### REQUIREMENT:
Repeat word for word everything from the line containing "In this photo, each instance of the white van" to the end of the listing, first and last lines included, and only that.

### DATA IN THIS EXERCISE:

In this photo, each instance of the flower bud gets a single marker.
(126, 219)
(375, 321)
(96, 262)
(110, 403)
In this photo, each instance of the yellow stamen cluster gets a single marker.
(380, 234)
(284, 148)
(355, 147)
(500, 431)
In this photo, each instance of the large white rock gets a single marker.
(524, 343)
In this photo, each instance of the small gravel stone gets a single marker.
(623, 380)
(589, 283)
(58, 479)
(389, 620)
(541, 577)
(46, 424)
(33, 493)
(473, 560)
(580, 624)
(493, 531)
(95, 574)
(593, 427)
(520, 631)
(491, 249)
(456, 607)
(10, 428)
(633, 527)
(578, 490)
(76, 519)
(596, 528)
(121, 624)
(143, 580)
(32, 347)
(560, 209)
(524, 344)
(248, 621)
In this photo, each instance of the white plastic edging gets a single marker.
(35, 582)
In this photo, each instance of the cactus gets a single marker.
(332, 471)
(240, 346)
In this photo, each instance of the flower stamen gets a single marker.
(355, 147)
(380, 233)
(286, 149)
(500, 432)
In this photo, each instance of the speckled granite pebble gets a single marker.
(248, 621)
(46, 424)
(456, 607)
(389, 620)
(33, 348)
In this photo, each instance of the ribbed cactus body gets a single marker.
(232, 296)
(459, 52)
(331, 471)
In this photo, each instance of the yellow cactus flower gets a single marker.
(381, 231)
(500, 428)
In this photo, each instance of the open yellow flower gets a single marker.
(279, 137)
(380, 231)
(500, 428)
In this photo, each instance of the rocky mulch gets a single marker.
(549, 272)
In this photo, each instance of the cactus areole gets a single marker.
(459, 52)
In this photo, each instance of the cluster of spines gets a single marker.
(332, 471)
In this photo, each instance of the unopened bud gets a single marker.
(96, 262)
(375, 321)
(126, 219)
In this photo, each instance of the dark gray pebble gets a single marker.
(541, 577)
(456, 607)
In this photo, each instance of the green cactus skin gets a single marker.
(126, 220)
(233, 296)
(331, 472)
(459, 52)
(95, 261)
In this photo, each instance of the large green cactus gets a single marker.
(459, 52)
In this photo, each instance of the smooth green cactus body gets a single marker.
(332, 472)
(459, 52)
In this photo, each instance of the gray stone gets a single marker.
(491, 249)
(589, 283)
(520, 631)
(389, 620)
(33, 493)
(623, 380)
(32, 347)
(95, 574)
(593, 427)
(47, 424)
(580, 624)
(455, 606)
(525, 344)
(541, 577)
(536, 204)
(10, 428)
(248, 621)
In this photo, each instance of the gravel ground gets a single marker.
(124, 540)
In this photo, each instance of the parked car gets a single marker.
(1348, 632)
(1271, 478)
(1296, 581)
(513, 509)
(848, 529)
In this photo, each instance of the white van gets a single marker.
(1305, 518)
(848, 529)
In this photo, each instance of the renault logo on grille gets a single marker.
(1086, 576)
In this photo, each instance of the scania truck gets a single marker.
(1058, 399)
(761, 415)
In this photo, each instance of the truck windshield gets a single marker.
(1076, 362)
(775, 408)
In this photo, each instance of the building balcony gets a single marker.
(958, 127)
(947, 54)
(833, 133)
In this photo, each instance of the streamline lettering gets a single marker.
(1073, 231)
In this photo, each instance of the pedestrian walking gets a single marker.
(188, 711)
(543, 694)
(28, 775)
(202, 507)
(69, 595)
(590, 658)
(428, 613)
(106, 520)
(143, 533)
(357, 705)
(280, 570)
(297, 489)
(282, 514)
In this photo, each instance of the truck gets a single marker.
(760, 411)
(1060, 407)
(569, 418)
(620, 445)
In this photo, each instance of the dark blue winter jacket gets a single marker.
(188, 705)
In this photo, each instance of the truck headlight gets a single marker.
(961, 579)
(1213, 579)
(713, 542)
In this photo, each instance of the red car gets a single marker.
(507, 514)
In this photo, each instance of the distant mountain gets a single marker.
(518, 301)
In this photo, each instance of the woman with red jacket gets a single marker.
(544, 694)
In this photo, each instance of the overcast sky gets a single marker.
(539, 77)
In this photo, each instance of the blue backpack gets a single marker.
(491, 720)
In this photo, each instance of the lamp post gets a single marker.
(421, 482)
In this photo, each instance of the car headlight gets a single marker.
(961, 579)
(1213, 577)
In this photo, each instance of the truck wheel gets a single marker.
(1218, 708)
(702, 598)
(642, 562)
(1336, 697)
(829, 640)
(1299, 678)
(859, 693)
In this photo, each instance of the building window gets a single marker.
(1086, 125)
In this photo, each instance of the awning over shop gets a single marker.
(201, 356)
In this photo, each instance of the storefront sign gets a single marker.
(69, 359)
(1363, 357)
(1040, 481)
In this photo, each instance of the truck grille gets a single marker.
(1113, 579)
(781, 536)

### FULL ANSWER:
In this photo, each instance of the white van gets a single marker.
(1305, 518)
(848, 529)
In this photo, each instance of the renault logo on grille gets a single marker.
(1086, 576)
In this photo, each instance of the scania truck gets a single marker.
(1058, 399)
(761, 415)
In this photo, each instance of the truck windshield gets a single marker.
(1076, 362)
(775, 408)
In this photo, each instance of the building balcony gets a single marker.
(958, 127)
(947, 54)
(833, 133)
In this photo, each instance of the streamline lettering gets a single marker.
(1073, 231)
In this photo, each instance of the pedestrian walking gets a single marker.
(188, 711)
(543, 694)
(28, 775)
(202, 507)
(69, 595)
(590, 658)
(428, 613)
(106, 520)
(143, 533)
(357, 705)
(280, 570)
(297, 489)
(282, 514)
In this photo, each instance of the truck gets a single marker.
(760, 411)
(1060, 407)
(569, 418)
(620, 445)
In this photo, each instance of the dark blue winter jacket gets a single marker.
(188, 705)
In this photo, each instance of the truck headlight gets a single marker.
(961, 579)
(1213, 579)
(713, 542)
In this photo, each instance of the red car gets a single marker.
(507, 514)
In this photo, each instance of the distant mountain gets a single marker.
(518, 301)
In this photo, each instance of the woman with red jacket gets a single marker.
(544, 694)
In this photo, each instance of the overcast sky gets a single marker.
(539, 77)
In this photo, each instance of the blue backpack gets a single marker.
(491, 720)
In this photo, each instance of the lamp post gets a single marker.
(421, 482)
In this photo, each instance of the car headlight gets a single marker.
(961, 579)
(1213, 577)
In this photo, each instance of the truck wheel gets a single marker.
(1218, 708)
(702, 598)
(642, 562)
(1336, 697)
(829, 640)
(1299, 678)
(859, 693)
In this photo, each instance of the building window gets a single marker.
(1086, 125)
In this photo, each instance of the awning over shop gets a single marker.
(201, 356)
In this photo, each instance of the storefront sign gets a single marker.
(69, 359)
(1363, 357)
(1040, 481)
In this photo, each instance of the truck grille gets a single marker.
(1113, 579)
(781, 536)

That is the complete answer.